Dataset excerpt:
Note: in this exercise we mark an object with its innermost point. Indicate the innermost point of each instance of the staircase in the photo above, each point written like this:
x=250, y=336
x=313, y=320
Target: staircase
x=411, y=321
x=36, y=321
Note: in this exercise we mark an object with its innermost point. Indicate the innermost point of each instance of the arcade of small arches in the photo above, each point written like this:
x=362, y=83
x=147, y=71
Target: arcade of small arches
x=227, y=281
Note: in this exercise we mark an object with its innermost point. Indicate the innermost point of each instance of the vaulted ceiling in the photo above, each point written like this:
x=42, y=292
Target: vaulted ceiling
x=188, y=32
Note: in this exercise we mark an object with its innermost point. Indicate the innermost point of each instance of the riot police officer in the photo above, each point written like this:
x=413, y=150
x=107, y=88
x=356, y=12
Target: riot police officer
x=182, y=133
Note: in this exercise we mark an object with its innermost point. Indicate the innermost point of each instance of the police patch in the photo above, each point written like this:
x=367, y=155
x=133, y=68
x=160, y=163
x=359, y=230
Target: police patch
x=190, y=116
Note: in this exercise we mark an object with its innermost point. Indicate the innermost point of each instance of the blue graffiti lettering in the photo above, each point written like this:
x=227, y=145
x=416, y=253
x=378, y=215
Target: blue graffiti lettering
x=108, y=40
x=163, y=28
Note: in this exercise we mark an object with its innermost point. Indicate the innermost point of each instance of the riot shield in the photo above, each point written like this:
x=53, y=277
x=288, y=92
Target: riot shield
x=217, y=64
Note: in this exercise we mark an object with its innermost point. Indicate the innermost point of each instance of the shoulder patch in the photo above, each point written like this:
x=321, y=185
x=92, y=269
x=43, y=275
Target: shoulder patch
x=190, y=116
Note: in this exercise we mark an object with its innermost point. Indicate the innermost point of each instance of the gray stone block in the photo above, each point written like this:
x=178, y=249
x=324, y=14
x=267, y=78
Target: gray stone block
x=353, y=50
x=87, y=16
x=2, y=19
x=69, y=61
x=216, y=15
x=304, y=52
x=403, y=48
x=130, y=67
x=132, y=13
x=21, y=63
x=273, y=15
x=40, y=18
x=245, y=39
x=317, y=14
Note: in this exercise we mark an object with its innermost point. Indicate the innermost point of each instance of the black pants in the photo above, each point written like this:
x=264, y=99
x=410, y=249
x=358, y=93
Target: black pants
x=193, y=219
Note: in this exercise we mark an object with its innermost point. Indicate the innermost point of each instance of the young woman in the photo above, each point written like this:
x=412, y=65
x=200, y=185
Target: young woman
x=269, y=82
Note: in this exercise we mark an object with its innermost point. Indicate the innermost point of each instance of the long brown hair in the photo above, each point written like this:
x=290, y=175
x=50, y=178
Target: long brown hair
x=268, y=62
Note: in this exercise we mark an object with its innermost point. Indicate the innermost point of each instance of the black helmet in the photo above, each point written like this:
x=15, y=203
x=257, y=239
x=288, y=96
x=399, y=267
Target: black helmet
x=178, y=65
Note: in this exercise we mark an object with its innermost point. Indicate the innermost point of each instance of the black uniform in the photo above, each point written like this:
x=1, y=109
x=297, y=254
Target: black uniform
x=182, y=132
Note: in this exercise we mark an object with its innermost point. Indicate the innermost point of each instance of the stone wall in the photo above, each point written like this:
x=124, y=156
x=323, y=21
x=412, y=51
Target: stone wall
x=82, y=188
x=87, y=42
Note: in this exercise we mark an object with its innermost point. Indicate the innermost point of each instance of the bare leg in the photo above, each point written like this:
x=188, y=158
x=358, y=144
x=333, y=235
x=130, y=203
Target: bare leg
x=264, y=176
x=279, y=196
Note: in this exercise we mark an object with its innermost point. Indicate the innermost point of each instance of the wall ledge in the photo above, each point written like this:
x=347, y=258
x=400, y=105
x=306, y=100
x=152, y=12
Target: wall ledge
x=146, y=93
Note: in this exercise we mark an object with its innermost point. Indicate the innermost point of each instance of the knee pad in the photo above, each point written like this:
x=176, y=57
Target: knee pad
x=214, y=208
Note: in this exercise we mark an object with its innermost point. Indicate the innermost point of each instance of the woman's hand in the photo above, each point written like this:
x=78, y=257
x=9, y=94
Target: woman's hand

**WORK TO DO:** Copy out every line of the entries above with no changes at all.

**ANSWER TO THE PROBLEM:**
Note: in this exercise we mark an object with its innermost point. Indicate the innermost point of each instance of the staircase in the photo above, each point written like this:
x=250, y=336
x=313, y=320
Target: staircase
x=411, y=321
x=36, y=321
Note: in this exercise we mark an object with its innermost point. Indicate the innermost point of each instance of the arcade of small arches in the photo above, each point written like this:
x=362, y=83
x=147, y=71
Target: arcade of small arches
x=227, y=281
Note: in this exercise we mark an object with its innermost point. Indicate the innermost point of each instance of the vaulted ceiling in the photo above, each point written like this:
x=42, y=292
Target: vaulted ceiling
x=188, y=32
Note: in this exercise we mark an object with its innermost point. Indicate the innermost point of each instance of the riot police officer in the photo above, each point written like this:
x=413, y=150
x=107, y=88
x=356, y=12
Target: riot police officer
x=182, y=133
Note: in this exercise we mark an object with its innermost point. Indicate the innermost point of each instance of the police patch in the photo above, each point written like this:
x=367, y=155
x=133, y=68
x=160, y=163
x=359, y=230
Target: police patch
x=190, y=116
Note: in this exercise we mark an object with its innermost point. Indicate the innermost point of each instance of the blue graffiti lettering in the photo above, each point written like this:
x=227, y=145
x=416, y=253
x=378, y=215
Target: blue graffiti lettering
x=108, y=40
x=163, y=28
Note: in this exercise we mark an object with its innermost point. Indicate the innermost point of each instance of the riot shield in the photo above, each point written like this:
x=53, y=277
x=288, y=92
Target: riot shield
x=217, y=64
Note: in this exercise we mark an object with its innermost point. Indicate the innermost point of each instance of the shoulder patch in the photo above, each point written like this:
x=321, y=185
x=92, y=269
x=43, y=275
Target: shoulder patch
x=190, y=116
Note: in this exercise we mark an object with its innermost point. Indicate the innermost point of each instance of the gray stone block in the photo above, each point written like this:
x=178, y=249
x=324, y=14
x=267, y=78
Target: gray stone block
x=353, y=50
x=87, y=16
x=2, y=19
x=69, y=61
x=216, y=15
x=304, y=52
x=403, y=48
x=130, y=67
x=132, y=13
x=21, y=63
x=273, y=15
x=40, y=18
x=245, y=39
x=317, y=14
Note: in this exercise we mark an object with its innermost point. Indicate the innermost point of each instance of the black pants in the photo above, each point written like this:
x=264, y=99
x=410, y=249
x=358, y=93
Target: black pants
x=193, y=219
Note: in this exercise we mark an object with its innermost point. Indicate the innermost point of each instance of the young woman in the photo above, each point written like this:
x=412, y=65
x=200, y=185
Target: young woman
x=269, y=82
Note: in this exercise we mark an object with its innermost point. Indicate the innermost point of each instance of the long brown hair in the photo above, each point written like this:
x=290, y=175
x=50, y=178
Target: long brown hair
x=268, y=62
Note: in this exercise we mark an object with its innermost point. Indicate the innermost point of each instance of the black helmet in the photo above, each point written like this:
x=15, y=203
x=257, y=239
x=288, y=96
x=399, y=267
Target: black helmet
x=178, y=65
Note: in this exercise we mark an object with its innermost point. Indicate the innermost point of each instance of the black uniform in the photo above, each point written like this:
x=1, y=109
x=297, y=254
Target: black uniform
x=182, y=132
Note: in this exercise we mark an object with its innermost point. Indicate the innermost point of each instance of the stone wall in the photo above, each point written like this:
x=124, y=156
x=323, y=21
x=412, y=51
Target: stone wall
x=82, y=188
x=87, y=42
Note: in this exercise we mark an object with its innermost point. Indicate the innermost point of each instance of the bare leg in the photo above, each point written like this:
x=188, y=158
x=358, y=144
x=333, y=235
x=130, y=203
Target: bare leg
x=264, y=176
x=279, y=196
Note: in this exercise we mark an object with its innermost point. Indicate the innermost point of each instance of the wall ledge in the photo above, each point written like this:
x=347, y=258
x=400, y=105
x=306, y=100
x=152, y=12
Target: wall ledge
x=146, y=93
Note: in this exercise we mark an object with its innermost point. Indicate the innermost point of each instance of the knee pad in the photo above, each point written like this:
x=176, y=57
Target: knee pad
x=214, y=208
Note: in this exercise we mark an object with its innermost point. Indicate the innermost point of each instance of the woman's hand in the photo above, each point written like this:
x=78, y=257
x=9, y=94
Target: woman's hand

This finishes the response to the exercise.